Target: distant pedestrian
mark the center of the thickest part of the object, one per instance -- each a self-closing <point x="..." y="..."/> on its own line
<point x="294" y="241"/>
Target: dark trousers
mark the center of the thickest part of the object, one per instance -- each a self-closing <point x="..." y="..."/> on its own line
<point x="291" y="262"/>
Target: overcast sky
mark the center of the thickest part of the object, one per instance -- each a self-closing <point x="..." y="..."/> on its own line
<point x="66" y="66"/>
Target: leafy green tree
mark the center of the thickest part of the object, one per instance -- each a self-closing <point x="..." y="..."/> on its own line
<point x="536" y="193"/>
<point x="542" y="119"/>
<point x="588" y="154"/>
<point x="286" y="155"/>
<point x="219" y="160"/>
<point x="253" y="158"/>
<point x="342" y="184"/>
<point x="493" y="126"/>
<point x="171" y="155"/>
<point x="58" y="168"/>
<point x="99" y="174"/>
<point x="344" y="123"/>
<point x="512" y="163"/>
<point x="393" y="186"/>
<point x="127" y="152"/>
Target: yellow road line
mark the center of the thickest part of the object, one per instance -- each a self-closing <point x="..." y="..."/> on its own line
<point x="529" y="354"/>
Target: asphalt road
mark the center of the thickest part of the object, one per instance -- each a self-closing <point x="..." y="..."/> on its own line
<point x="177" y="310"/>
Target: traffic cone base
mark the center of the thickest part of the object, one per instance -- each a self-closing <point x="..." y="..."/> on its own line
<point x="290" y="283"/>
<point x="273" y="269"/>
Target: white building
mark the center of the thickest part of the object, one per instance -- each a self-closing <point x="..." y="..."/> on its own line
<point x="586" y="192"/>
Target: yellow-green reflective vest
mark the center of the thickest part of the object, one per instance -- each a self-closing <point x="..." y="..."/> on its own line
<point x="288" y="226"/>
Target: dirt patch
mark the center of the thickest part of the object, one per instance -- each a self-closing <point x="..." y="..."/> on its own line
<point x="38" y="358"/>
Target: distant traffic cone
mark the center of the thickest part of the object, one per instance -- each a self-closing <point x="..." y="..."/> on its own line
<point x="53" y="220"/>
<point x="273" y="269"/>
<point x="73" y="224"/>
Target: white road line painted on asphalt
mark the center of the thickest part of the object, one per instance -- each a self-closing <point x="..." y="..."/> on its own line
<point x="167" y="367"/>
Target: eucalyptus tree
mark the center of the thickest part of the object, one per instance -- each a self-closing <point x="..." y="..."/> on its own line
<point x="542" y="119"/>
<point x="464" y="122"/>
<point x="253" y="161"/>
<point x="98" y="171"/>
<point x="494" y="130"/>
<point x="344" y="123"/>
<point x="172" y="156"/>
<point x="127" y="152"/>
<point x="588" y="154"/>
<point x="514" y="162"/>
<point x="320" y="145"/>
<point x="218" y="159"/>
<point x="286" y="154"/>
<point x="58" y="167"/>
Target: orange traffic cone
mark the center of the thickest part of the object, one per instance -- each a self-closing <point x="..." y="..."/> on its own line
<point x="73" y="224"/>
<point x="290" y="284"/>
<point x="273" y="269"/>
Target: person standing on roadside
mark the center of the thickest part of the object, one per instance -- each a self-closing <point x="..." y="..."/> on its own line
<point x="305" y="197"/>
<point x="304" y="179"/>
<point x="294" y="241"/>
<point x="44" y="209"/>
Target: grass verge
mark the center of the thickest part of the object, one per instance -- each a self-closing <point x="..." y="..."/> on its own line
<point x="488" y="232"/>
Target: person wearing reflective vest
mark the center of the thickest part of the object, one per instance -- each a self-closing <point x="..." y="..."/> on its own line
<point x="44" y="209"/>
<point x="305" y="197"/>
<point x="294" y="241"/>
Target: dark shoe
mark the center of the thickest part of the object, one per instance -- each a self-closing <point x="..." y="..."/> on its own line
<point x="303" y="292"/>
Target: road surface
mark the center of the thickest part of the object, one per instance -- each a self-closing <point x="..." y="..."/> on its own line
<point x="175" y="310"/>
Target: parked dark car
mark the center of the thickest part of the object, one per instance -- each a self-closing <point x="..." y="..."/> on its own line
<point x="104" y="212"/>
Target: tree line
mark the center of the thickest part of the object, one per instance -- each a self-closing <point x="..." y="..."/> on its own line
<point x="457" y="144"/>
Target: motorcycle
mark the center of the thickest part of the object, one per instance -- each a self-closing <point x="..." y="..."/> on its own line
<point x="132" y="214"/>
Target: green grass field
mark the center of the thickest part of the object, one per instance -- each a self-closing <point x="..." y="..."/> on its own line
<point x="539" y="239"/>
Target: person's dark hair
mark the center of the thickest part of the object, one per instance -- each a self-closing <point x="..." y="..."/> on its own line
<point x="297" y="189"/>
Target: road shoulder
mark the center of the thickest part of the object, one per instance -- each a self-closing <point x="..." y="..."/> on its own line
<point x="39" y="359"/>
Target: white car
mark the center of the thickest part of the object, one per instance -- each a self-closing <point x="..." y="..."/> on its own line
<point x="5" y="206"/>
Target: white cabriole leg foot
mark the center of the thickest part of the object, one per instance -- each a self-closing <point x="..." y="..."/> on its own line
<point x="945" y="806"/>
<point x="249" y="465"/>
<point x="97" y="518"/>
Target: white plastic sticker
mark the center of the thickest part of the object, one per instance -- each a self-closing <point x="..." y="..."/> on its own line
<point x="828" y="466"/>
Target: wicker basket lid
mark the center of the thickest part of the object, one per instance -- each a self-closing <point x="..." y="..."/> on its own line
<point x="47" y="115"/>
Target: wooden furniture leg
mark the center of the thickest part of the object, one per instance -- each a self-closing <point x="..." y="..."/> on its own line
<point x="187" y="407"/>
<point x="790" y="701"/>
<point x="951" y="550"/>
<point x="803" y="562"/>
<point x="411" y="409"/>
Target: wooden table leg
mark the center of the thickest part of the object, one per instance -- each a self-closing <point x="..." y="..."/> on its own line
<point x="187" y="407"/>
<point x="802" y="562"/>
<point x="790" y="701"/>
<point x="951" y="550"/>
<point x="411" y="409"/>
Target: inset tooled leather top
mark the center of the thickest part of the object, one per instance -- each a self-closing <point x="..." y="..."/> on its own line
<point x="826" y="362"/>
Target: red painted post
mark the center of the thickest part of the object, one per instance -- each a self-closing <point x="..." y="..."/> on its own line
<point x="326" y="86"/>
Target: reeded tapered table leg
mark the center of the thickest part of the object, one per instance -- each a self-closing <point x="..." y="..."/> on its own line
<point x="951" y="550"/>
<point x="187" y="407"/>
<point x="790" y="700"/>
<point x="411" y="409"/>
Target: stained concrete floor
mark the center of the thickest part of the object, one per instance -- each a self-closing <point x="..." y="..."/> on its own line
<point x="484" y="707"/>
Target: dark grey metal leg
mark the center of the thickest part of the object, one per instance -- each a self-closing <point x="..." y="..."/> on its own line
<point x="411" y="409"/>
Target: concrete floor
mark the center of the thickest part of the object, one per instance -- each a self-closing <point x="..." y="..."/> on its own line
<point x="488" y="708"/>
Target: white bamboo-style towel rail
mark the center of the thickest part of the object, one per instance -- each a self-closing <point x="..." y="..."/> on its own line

· · ·

Where does "vest" appear in the listing? Show every line that has it.

Target: yellow-green reflective vest
Target: person wearing reflective vest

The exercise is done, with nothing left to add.